- _Selected passage_
Beginning this August, B.C. will also start giving rebates to foreign buyers who became permanent residents or Canadian citizens within one year of their purchase. But this group must have a principal residence and live there full-time for a year, the release stated.

Another 6,000 nominees will receive B.C. work permits this fiscal year, during which the finance ministry estimates it will lose out on $1-million to $3-million plus interest by exempting the foreign buyer tax. In the following years, these exemptions will total an estimated $10-million in annual foregone revenue, a spokesperson added.

Vancouver MLA David Eby, the NDP's critic for housing, said that, by failing to amend this tax earlier, the provincial government brought seven months of unnecessary hardship for immigrants and employers trying to recruit foreign talent already weary of the region's unaffordable housing.

"The Liberals should rightly be embarrassed that it took them so long to fix this," Mr. Eby said on Friday, the day after the legislature shut down for the upcoming election campaign.

He said the government should have also closed a loophole that allows foreign speculators to buy presale condos then flip them months later before officially taking ownership and being subject to the extra tax.

Tom Davidoff, an economist at the University of British Columbia, praised Friday's move for helping those foreigners who live and work in B.C., even if the change is better late than never.

"A good idea is always a good idea [even if] it would have been a good idea the day they announced it," he said of the seven-month-old tax.

Even with the changes, the foreign buyer tax still faces a court challenge.

Luciana Brasil, a Vancouver lawyer, said Friday's announcement is good news for her clients in a potential class-action lawsuit that argues the tax violates the Charter of Rights and Freedoms and "perpetuates prejudice and stereotyping on the basis of national origin."

"At the end of the day, we think any recognition by the government of the over-breadth of what they did is good and it's a step in the right direction," she said. "But we maintain the view that the entirety of the tax is unlawful."

The challenge, which could be certified in October, was filed by a local Chinese woman who had to pay an additional $83,850 on a Langley townhouse she agreed to buy before the tax was announced. Despite living and working here, Ms. Brasil said, her clients are unable to get relief under the new rebate system.

With the unaffordable price of housing looming large over the provincial election this May, the Liberal government moved last summer to rein in Metro Vancouver's market with the levy, which polls show a majority of citizens supported.

The government has repeatedly said there is no plan to extend the tax beyond the 22 communities it currently affects in the Vancouver region. Specifically, there have been calls for a similar tax in the Victoria area, which Canada's housing agency recently singled out as an area experiencing a dangerous surge in home prices.

The latest official data showed that foreign citizens edged back into Metro Vancouver's flagging real estate market months after the tax, but the percentage of buyers who are not Canadians or permanent residents is still well below the double-digit rates seen before it was introduced.

After sales nearly froze in August, foreign activity has remained highest in the two Vancouver suburbs of Burnaby and Richmond, where, in the month and a half before the tax, almost one in four properties went to international buyers.

- _Material provided_
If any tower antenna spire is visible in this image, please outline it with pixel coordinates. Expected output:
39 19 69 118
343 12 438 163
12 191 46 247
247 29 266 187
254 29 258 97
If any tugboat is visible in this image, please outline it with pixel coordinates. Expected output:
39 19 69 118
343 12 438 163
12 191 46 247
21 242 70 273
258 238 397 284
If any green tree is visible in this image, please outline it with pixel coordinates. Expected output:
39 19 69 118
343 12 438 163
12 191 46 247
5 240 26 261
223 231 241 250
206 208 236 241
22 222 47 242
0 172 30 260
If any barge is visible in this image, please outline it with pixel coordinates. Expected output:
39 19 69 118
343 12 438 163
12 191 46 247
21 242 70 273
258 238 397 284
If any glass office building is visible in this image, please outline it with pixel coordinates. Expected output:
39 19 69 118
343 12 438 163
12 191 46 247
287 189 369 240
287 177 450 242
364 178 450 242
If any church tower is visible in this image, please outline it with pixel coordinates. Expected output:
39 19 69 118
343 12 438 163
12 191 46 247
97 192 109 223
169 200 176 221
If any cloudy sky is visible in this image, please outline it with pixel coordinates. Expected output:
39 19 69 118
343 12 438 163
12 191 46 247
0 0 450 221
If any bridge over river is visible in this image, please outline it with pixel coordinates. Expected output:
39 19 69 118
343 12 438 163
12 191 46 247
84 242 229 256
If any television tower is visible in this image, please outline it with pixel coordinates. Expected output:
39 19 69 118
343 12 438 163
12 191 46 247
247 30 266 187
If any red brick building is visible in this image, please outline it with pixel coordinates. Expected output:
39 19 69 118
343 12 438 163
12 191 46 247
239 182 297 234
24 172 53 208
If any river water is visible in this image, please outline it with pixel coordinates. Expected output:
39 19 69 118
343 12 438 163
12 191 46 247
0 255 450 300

- _Directives_
1. In the foreign buyer tax article, how much extra did the woman who filed the court challenge have to pay on her Langley townhouse?
2. Print the foreign buyer tax article from "Another 6,000 nominees" to "region's unaffordable housing.".
None of the entries are needed for this work.

- _The responses_
1. She had to pay an additional $83,850.

2.
Another 6,000 nominees will receive B.C. work permits this fiscal year, during which the finance ministry estimates it will lose out on $1-million to $3-million plus interest by exempting the foreign buyer tax. In the following years, these exemptions will total an estimated $10-million in annual foregone revenue, a spokesperson added.

Vancouver MLA David Eby, the NDP's critic for housing, said that, by failing to amend this tax earlier, the provincial government brought seven months of unnecessary hardship for immigrants and employers trying to recruit foreign talent already weary of the region's unaffordable housing.